• **Excerpt provided**:
· · ·

# Fuzzy, blurry screen (sometimes)



## lipsmove (Aug 25, 2005)

My husband just built a new computer. Sometimes the monitor goes blurry, or fuzzy, and everything looks out of focus. We have tried going into safe mode and the problem doesn't happen in safe mode.

The monitor is a Dell M992 and the video card is a GeForce FX5700LE.

If he plays an online game, the problem mostly goes away, and stays away for up to an hour after he stops playing the game. We have reformated the hard drive and nothing changed.

I can't use the computer for more than 5 minutes at a time because I get a headache from trying to read blurry words. Any ideas on what this could be? All of the video drivers are up to date as far as we know. Any help would be greatly appreciated.

Thank you.


----------



## lemondrop (Jun 24, 2004)

Welcome to TSG  

Do you have another monitor you could test with?
Does your computer have onboard video so you can temporarily eliminate the video card?


----------



## lipsmove (Aug 25, 2005)

We do have another monitor that we could test with...but since everything looked okay in safe mode and sometimes in game programs I wasn't sure this was needed.

About the onboard video, I have no idea. How can I check for this?

Thank you for the reply.


----------



## lemondrop (Jun 24, 2004)

lipsmove said:


> We do have another monitor that we could test with...but since everything looked okay in safe mode and sometimes in game programs I wasn't sure this was needed.


Most drivers don't load in safe mode. This includes monitor and video drivers. You have another monitor so it would be a good idea to test it. Process of elimination.



> About the onboard video, I have no idea. How can I check for this?


Check on the back of the computer for a blue "D" shaped *female* (not to be confused with the blue male serial plug) plug other than the one that the monitor is hooked up to. It will be up by the parallel printer port.

· · ·

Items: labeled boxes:
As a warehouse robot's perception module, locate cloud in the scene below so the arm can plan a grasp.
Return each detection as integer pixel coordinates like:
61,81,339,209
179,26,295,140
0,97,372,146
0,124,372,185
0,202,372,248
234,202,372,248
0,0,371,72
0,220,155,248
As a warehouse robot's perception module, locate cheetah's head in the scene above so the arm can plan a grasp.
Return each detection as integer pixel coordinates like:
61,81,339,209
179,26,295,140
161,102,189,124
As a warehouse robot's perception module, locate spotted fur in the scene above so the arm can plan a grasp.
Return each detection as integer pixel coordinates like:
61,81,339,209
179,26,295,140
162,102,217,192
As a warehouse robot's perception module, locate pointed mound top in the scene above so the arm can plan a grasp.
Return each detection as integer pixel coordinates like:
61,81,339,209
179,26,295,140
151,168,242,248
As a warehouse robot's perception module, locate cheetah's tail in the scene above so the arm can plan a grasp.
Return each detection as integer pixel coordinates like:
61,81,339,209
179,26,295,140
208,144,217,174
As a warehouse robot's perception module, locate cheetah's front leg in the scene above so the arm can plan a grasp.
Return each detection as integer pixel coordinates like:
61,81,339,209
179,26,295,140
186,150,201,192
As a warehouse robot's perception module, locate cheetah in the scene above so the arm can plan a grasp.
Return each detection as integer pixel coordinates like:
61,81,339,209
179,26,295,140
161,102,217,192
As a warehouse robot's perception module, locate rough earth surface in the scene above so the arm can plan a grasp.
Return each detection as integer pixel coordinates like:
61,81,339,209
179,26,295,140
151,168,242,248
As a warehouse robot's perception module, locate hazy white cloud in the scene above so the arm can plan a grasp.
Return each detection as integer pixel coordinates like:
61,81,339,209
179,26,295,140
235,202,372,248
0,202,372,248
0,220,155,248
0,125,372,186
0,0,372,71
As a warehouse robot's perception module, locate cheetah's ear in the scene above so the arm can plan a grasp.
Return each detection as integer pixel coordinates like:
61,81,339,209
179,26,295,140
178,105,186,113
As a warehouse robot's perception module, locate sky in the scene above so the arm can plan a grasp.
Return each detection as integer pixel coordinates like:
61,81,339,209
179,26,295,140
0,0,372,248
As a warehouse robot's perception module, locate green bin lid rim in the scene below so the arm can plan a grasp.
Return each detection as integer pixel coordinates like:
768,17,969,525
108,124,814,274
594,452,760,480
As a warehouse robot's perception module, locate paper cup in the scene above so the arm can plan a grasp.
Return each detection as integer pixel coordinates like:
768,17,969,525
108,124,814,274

· · ·

• **Written tasks**:
**a.** Can you sum up the forum thread about the blurry screen in two sentences?
**b.** Could you duplicate the part of the forum thread between "The monitor is a" and "and nothing changed.", inclusive?
These items have no connection to the forum thread.

• **Outputs for the tasks**:
**a.** A newly built computer with a Dell M992 monitor and a GeForce FX5700LE video card sometimes shows a blurry, out-of-focus screen, but not in safe mode and often not during or for a while after an online game, and reformatting the hard drive changed nothing. A reply notes that most drivers, including monitor and video drivers, don't load in safe mode, and recommends testing with another monitor and checking for onboard video by looking on the back of the computer for a second blue "D" shaped female plug near the parallel printer port.

**b.**
The monitor is a Dell M992 and the video card is a GeForce FX5700LE.

If he plays an online game, the problem mostly goes away, and stays away for up to an hour after he stops playing the game. We have reformated the hard drive and nothing changed.